§ Ausgangstext
Kamenz: Neuer Hangar für die Drohnenforschung

Kamenz. Flugtaxis über der Stadt, die Flugzeuge ersetzen? Riesige Drohnen, die Waren zum Kunden bringen? Bald könnte das keine Fantasterei mehr sein. Als Kinder in den 1970er-Jahren aufmalen sollten, wie sie sich die Zukunft in 50 Jahren vorstellen, sahen die Objekte vielleicht etwas anders aus, als das, was bald auf dem Verkehrslandeplatz in Kamenz abheben wird. Doch hier wird künftig an solchen Flugobjekten geforscht. Das Kompetenzzentrum autonomes und elektrisches Fliegen (AEF) hat sich dazu am Flugplatz angesiedelt.
Seit 18 Monaten laufen umfangreiche Vorbereitungen für das innovative Projekt, welches einzigartig für die Lausitz und weit darüber hinaus ist. Montagmittag war Zeit für einen weiteren Meilenstein auf diesem Weg: Der symbolische Spatenstich für einen neuen Hangar lief bei bestem Wetter über die Bühne. Oder besser: über das alte Rollfeld des ehemaligen Militärflugplatzes.

§ Aufgaben
a) Prüfen Sie, ob die folgenden Aussagen mit dem Ausgangstext übereinstimmen, und antworten Sie jeweils mit Ja oder Nein samt den entscheidenden Worten des Textes im genauen Wortlaut: (i) Die Vorbereitungen für das Projekt laufen seit 18 Monaten. (ii) Der Spatenstich fand bei schlechtem Wetter statt. (iii) Der Flugplatz in Kamenz wurde früher militärisch genutzt.
b) Ersetzen Sie in den Einträgen alles von der Zeile mit „Target = child“ bis hinunter zur Zeile mit „x=499 y=577“ das Wort „Photo“ durch „Image“. Geben Sie nur diese Zeilen wieder und lassen Sie alles Übrige unverändert.

(Zeigedatensätze)
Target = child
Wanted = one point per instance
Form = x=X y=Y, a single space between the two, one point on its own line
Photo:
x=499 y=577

==

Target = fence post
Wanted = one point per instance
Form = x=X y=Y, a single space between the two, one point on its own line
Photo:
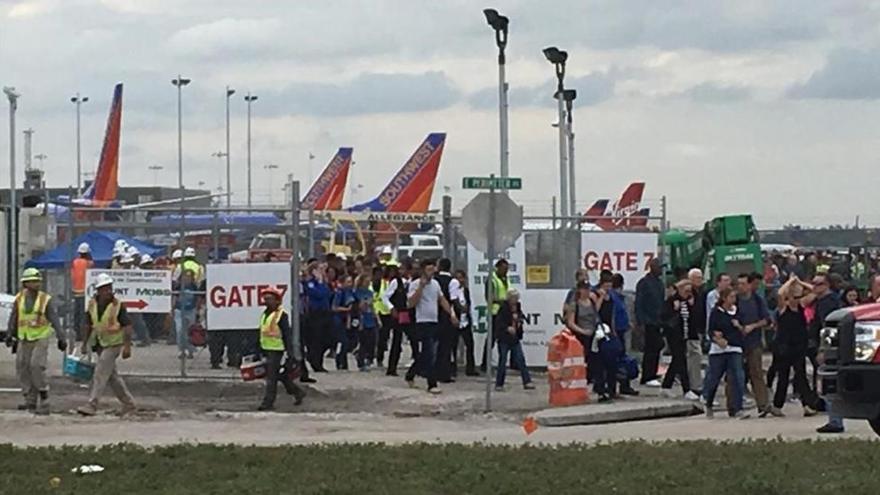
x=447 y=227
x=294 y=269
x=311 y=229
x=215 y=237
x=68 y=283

==

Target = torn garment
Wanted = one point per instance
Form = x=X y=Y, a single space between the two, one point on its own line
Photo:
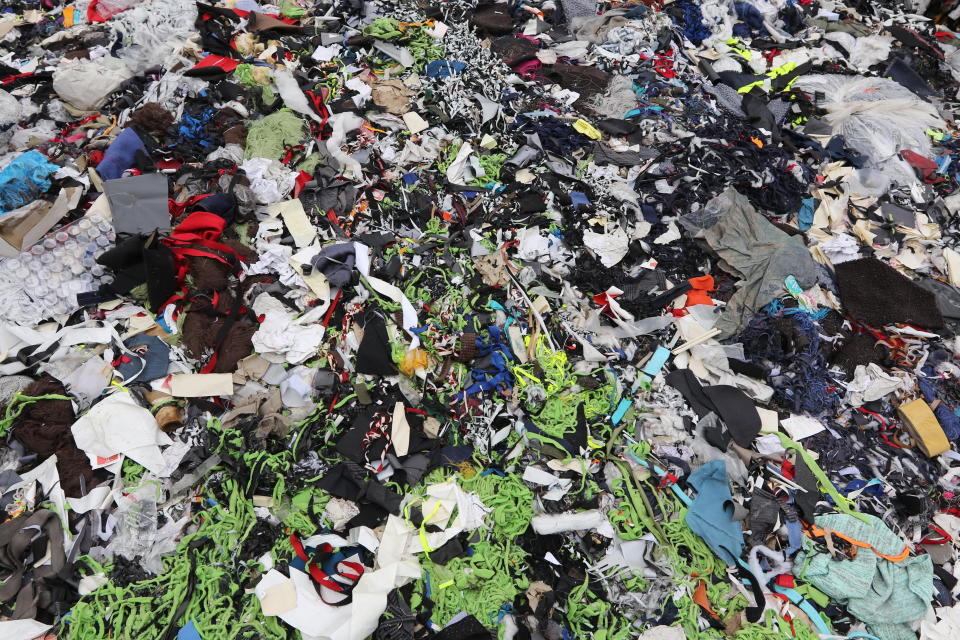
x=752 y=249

§ Lösungen
a)
(i) Ja – „Seit 18 Monaten laufen umfangreiche Vorbereitungen für das innovative Projekt“
(ii) Nein – „Der symbolische Spatenstich für einen neuen Hangar lief bei bestem Wetter über die Bühne.“
(iii) Ja – „über das alte Rollfeld des ehemaligen Militärflugplatzes“

b)
Target = child
Wanted = one point per instance
Form = x=X y=Y, a single space between the two, one point on its own line
Image:
x=499 y=577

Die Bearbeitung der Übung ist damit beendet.